▶ _Page excerpt_
CARAMELIZED LEEK AND ONION TARTLETS
This month, we’re highlighting leeks with mini tartlets. They’re simple to make and your guests
will love them. They have a delicate onion flavor and sweetness from the caramelization. The
Gruyere gives them a nutty and salty taste, but feel free to swap it for your favorite cheese.
- One large leek
- One onion, finely chopped
- One tbsp butter
- 3/4 cup half and half
- One egg, slightly beaten
- One cup Gruyere cheese, grated
- 1/4 cup Parmesan cheese, grated
- Two tsp fresh thyme, minced
- Six sheets of phyllo dough
- 1/2 cup melted butter
Preheat oven to 400°F. Chop off the green top part of the leek and the root off the bottom, then slice the leek lengthwise. Slice and finely chop.
In a skillet, melt one tablespoon butter over medium heat. Add the onions and cook until they caramelize. Add in the leek, a pinch of salt and pepper, and sweat until the leeks are soft. In a bowl, combine the half and half, egg, and grated cheeses. Add in the thyme, then pour this mixture into the skillet. Stir to combine.

▶ _Record extracts_

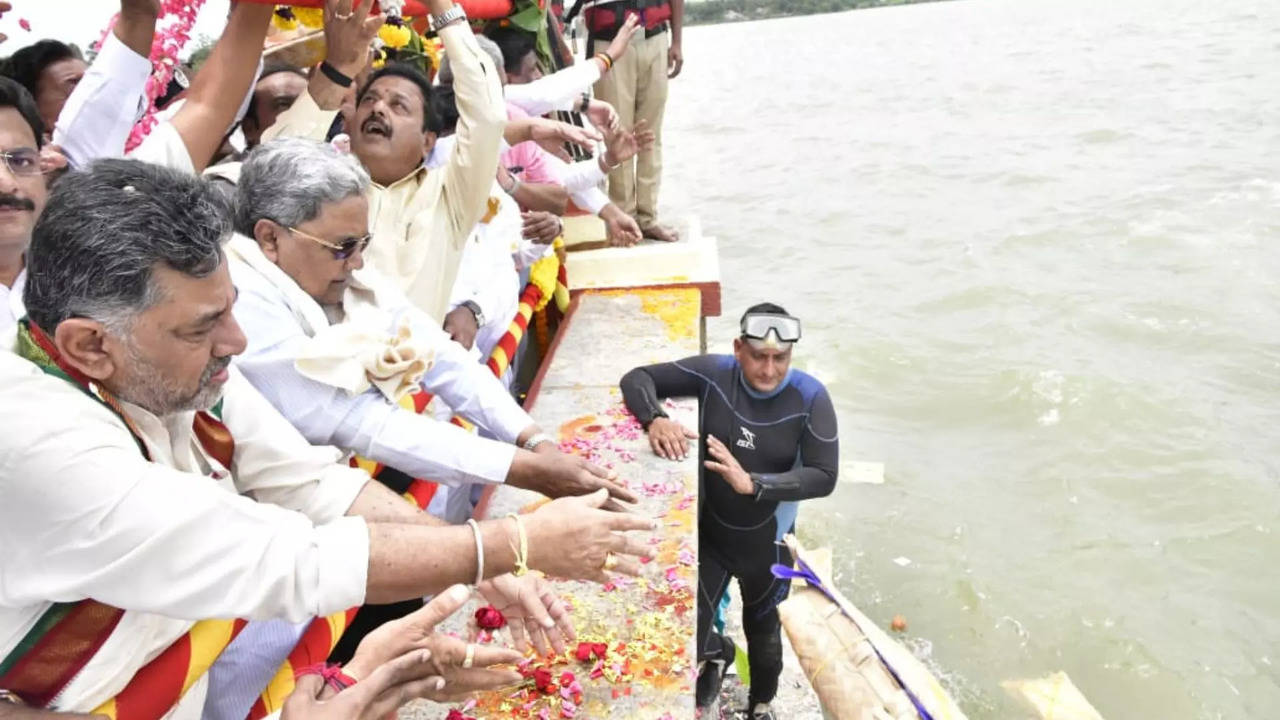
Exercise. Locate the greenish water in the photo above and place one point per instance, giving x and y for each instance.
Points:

* * *

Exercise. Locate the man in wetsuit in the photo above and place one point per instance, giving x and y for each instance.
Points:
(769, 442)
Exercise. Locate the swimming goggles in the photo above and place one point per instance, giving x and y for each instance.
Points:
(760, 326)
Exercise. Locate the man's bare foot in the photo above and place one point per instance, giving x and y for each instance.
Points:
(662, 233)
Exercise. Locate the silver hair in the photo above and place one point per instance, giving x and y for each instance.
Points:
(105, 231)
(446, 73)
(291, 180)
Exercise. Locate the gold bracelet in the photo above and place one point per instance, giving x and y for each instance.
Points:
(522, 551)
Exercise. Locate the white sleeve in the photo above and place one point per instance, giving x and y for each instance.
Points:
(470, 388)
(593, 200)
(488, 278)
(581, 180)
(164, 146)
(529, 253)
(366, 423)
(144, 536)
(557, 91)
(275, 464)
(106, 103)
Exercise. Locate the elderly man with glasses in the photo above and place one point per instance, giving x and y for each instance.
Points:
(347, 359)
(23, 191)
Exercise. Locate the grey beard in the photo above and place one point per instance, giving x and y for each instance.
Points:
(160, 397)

▶ _Assignment 1_
Translate this sentence from the leek tartlet recipe into Spanish: "They have a delicate onion flavor and sweetness from the caramelization."
▶ _Assignment 2_
Reproduce the leek tartlet recipe from "CARAMELIZED LEEK AND" up to and including "your favorite cheese.".
▶ _Assignment 3_
Please continue the leek tartlet recipe from the point where it stops.

▶ _Expected answer 1_
Tienen un delicado sabor a cebolla y un dulzor que proviene de la caramelización.

▶ _Expected answer 2_
CARAMELIZED LEEK AND ONION TARTLETS
This month, we’re highlighting leeks with mini tartlets. They’re simple to make and your guests
will love them. They have a delicate onion flavor and sweetness from the caramelization. The
Gruyere gives them a nutty and salty taste, but feel free to swap it for your favorite cheese.

▶ _Expected answer 3_
Lay a sheet of phyllo dough on a flat surface and brush on a thin layer of the melted butter to cover the whole sheet. Lay another sheet on top and continue this process until you have layered three sheets. Repeat to make a separate stack. Cut each stack of phyllo into 12 square pieces each. Grease two mini tart/muffin tins with melted butter, then lay the buttered phyllo in each cup so that it comes up the sides to make a nest. Spoon the mixture into each tart and bake for 30 to 35 minutes until the edges are nicely brown and the cheese has melted.
Leeks are an excellent source of vitamin K, folate, vitamin B6, and vitamin C.
Vitamin K is necessary for the formation of prothrombin, a type of protein that plays an essential role in coagulation (clotting), which helps the body to heal from wounds. The vitamin may also play a role in maintaining bone mineral density (3, 4, 5). Folate is particularly important during pregnancy as the vitamin helps to prevent neural tube defects and other pregnancy-related complications (6, 7).Vitamin B6 has several roles, and it is crucial for brain development, immune health, and metabolism (8).Lastly, vitamin C is an essential nutrient with antioxidant properties that plays a crucial role in the immune system (9).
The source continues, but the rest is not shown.